Reproduce everything in the excerpt below from "Sears invented catalog" down to "way of Woolworth.", keeping every word and mark unchanged.

===== EXCERPT =====

• Professor Elam

    Friday August 26, 2016

    I have seen a couple of movies where the heroes were being chased. The heroes were on a wood burning train or a ship with a fired boiler. Out of fuel, in each instance they began

    tearing up the wood in the train or the boat to fuel the boiler. So it was a question would they consume their vehicle before reaching safety?

    That seems to be the case for Sears Holdings.  Now former whiz kid Eddie Lampert wants to sell Craftsman, Kenmore, and Diehard. I suppose Sears would still sell those brands as well. But gee what's left here?

    Sears invented catalog shopping in the 1890s. Today that is online retailing, not much difference really. But it is just a matter of time until Lampert puts the real estate up for sale and Sears Holdings goes the way of Woolworth.

  • Professor Elam

    Thursday August 25, 2016

    kDelta Airlines is the first to use RFID chips in baggage tags.

    The bag broadcasts information to  receivers  instead of having optical scanners try to read the bar code on the tag. This is like a toll road tag on your rear view mirror.

    I post this as a huge advance in inventory counting systems by business as well as a way to track luggage.

===== MATERIAL =====

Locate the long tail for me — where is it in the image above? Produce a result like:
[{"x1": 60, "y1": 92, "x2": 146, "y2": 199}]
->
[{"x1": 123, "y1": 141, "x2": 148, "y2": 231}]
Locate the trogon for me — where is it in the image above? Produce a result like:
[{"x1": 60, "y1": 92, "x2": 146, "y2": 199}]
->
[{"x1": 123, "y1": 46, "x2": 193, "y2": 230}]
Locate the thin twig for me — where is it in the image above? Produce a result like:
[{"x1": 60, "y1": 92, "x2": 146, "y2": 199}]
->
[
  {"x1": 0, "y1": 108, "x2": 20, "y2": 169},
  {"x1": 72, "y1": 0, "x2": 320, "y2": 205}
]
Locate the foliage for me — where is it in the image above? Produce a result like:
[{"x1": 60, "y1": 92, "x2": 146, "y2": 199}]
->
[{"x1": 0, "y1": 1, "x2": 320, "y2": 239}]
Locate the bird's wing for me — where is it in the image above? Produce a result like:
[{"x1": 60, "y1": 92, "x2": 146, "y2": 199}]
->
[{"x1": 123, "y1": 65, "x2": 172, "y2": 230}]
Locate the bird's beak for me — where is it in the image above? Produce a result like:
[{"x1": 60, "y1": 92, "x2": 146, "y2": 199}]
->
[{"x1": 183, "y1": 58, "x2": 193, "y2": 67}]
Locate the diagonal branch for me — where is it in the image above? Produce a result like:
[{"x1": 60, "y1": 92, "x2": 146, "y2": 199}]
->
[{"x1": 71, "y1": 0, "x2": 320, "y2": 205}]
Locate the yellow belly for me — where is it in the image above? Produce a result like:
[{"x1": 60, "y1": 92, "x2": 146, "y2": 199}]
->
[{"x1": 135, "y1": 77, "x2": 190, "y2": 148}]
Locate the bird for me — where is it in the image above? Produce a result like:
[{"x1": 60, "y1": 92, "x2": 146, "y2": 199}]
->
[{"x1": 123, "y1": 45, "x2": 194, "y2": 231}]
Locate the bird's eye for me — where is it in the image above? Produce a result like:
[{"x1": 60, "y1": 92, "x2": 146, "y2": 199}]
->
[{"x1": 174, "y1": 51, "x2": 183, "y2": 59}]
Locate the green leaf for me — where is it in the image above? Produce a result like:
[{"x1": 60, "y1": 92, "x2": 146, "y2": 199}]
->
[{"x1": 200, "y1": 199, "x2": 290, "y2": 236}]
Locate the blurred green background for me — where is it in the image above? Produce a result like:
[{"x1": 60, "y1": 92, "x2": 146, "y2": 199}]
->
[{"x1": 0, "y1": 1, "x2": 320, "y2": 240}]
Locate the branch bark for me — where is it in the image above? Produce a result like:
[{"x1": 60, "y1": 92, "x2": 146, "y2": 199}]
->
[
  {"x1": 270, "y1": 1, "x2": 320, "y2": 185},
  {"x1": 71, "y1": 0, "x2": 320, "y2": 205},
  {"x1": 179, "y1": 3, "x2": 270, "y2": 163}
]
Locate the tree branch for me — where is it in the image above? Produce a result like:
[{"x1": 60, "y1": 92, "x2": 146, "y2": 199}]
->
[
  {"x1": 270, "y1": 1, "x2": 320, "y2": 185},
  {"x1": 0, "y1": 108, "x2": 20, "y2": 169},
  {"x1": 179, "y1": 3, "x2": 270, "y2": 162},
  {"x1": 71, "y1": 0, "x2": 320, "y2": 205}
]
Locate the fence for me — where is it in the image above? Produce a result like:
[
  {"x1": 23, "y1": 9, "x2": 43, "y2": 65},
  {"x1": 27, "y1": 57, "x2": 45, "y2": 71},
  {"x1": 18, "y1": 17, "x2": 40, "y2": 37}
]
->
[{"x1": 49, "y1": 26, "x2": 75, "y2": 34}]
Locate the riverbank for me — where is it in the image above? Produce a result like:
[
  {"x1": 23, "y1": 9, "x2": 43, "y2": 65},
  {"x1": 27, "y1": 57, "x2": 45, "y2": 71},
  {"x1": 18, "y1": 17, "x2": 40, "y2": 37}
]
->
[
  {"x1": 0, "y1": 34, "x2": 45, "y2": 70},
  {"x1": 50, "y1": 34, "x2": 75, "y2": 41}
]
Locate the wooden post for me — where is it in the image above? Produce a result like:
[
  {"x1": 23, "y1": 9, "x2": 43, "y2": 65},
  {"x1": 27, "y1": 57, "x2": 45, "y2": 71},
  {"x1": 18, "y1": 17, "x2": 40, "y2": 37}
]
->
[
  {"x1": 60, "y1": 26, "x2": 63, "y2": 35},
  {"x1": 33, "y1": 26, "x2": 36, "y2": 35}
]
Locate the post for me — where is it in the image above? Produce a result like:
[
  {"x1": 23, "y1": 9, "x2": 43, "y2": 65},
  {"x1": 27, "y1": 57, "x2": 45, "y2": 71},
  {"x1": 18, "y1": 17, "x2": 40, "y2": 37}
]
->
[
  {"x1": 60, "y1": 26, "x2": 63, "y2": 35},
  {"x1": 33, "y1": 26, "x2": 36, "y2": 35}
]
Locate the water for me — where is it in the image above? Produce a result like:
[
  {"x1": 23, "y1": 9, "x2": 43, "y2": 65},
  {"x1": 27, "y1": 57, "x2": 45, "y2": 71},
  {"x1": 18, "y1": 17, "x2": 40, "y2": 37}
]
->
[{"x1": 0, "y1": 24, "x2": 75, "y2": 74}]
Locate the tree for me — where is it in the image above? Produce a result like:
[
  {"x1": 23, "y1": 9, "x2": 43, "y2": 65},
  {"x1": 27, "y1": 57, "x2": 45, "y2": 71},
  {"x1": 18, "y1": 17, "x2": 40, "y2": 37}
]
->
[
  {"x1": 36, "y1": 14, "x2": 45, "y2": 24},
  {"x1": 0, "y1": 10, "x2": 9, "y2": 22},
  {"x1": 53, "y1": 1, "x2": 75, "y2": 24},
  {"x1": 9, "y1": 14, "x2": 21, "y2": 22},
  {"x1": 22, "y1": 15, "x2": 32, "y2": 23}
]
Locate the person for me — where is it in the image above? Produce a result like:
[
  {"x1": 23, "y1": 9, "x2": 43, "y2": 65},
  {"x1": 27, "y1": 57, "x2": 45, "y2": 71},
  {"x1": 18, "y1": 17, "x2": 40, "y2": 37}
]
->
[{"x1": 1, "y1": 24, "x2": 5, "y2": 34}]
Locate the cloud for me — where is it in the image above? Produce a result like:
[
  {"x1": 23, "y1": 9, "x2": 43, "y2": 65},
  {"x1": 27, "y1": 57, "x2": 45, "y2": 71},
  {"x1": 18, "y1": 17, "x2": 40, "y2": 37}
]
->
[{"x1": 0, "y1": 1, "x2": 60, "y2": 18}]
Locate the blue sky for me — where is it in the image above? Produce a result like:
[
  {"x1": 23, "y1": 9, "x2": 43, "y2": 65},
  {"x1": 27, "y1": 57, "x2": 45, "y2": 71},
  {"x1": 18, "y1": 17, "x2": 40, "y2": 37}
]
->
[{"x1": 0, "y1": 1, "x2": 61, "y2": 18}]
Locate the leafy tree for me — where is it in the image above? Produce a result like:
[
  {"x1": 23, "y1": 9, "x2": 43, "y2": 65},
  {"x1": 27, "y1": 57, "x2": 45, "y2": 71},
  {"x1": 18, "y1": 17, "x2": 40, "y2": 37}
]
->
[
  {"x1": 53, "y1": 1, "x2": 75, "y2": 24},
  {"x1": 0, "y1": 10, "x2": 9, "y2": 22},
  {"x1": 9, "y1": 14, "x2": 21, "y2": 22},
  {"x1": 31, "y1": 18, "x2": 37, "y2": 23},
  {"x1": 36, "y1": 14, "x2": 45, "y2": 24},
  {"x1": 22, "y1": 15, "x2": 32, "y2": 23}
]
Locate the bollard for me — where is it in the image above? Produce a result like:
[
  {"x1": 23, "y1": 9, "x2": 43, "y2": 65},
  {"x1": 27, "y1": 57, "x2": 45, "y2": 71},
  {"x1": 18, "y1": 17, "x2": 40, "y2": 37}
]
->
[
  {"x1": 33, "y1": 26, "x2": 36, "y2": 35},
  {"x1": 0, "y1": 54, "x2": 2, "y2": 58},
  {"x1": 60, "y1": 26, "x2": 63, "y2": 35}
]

=====

▸ FINAL ANSWER:
Sears invented catalog shopping in the 1890s. Today that is online retailing, not much difference really. But it is just a matter of time until Lampert puts the real estate up for sale and Sears Holdings goes the way of Woolworth.